• _SOURCE EXTRACT_
Making a reader laugh is one of the most impressive accomplishments a writer can achieve. Eliciting honest-to-goodness out-loud laughter is something that only the most well-crafted comedic writing can manage.

Author Christopher Moore has been doing just that for over 20 years. Over the course of 14 novels, Moore has mined laughter from sources both likely and unlikely. Whether he's showing us the tiny town of Pine Cove, a vampire-infested version of San Francisco or the lost years of Jesus Christ himself, Moore proves himself again and again to be one of the most gifted comic novelists of his time.

In the interest of full disclosure, it should be noted that Moore is one of my all-time favorite authors. His stories have amused and captivated me for years; he's one of the most entertaining contemporary writers going. For example, his 2002 book 'Lamb' the story of Jesus Christ as told by Christ's childhood pal Biff is easily one of the funniest books I've ever readif not the funniest.

Moore's latest is 'The Serpent of Venice,' a sequel to his 2009 novel 'Fool,' which was a comedic retelling of Shakespeare's 'King Lear' from the point of view of, well, Lear's fool. This time around, the crass and clever master of mirth known as Pocket makes his way to Venice, finding himself embroiled in a mash-up of 'The Merchant of Venice' and 'Othello' with a generous helping of Poe's 'The Cask of Amontillado' thrown in for good measure.

Mr. Moore was kind enough to offer up some of his thoughts about his new book, his connection with the Bard and writing in general in a recent conversation with The Maine Edge.


TME - Between 'Fool' and 'Serpent of Venice,' you clearly have a deep and sincere affection for the works of Shakespeare. Is that affection something that came from working on the books or have you always loved the Bard? Is 'King Lear' your favorite Shakespeare or is it a deep cut like 'Pericles' or 'Timon of Athens'?

CM - I've been fascinated with Shakespeare's work since about grade nine, when I learned 'Friends, Romans, countrymen,' from 'Julius Caesar' for speech class. My favorite is probably 'A Midsummer Night's Dream,' and of course, Hamlet, but when I set out to write a story about a fool, 'King Lear' was the one that came to mind. 

TME - What drew you to the story of Lear's fool? What made you think the character would make for such fertile comic ground?

CM - Well, I think he's the most well-known of Shakespeare's fools, although he doesn't have the biggest part, compared to others, but he is the most pronounced in a tragedy, and his place in 'King Lear' is to speak truth to power, which is something that I wanted to focus on.

• _ENTRIES SHOWN_
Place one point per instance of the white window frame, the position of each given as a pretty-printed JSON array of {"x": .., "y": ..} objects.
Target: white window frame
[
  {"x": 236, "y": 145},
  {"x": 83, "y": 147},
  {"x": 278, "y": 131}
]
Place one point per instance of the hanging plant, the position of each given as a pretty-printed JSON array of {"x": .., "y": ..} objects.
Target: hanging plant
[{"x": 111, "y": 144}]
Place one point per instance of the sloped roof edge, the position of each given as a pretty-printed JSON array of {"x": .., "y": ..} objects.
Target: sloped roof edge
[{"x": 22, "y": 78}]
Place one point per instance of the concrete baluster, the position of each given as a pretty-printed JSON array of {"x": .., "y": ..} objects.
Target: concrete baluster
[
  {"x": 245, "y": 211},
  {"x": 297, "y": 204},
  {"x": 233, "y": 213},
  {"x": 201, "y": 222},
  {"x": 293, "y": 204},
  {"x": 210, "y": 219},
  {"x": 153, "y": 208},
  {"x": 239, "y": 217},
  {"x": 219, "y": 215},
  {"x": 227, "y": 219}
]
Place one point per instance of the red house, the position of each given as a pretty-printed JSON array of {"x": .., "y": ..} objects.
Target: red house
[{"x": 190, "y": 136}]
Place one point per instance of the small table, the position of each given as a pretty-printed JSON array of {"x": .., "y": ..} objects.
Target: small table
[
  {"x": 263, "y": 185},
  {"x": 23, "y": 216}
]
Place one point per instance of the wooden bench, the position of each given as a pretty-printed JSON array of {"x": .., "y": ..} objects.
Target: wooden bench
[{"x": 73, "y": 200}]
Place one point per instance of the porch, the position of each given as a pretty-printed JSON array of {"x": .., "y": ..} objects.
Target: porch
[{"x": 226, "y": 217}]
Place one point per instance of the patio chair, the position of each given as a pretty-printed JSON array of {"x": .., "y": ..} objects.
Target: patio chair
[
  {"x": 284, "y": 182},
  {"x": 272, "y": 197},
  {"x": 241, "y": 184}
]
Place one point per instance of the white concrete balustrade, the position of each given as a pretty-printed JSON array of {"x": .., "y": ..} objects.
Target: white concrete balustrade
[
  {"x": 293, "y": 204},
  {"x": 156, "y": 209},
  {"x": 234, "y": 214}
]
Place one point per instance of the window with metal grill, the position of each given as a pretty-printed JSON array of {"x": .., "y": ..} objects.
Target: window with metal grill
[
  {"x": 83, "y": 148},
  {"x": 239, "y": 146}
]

• _WHAT IS EXPECTED_
Please repeat the part of the Christopher Moore interview above word for word, starting with "Mr. Moore was" and going on through "The Maine Edge.".

• _REPLY TO THE EXERCISE_
Mr. Moore was kind enough to offer up some of his thoughts about his new book, his connection with the Bard and writing in general in a recent conversation with The Maine Edge.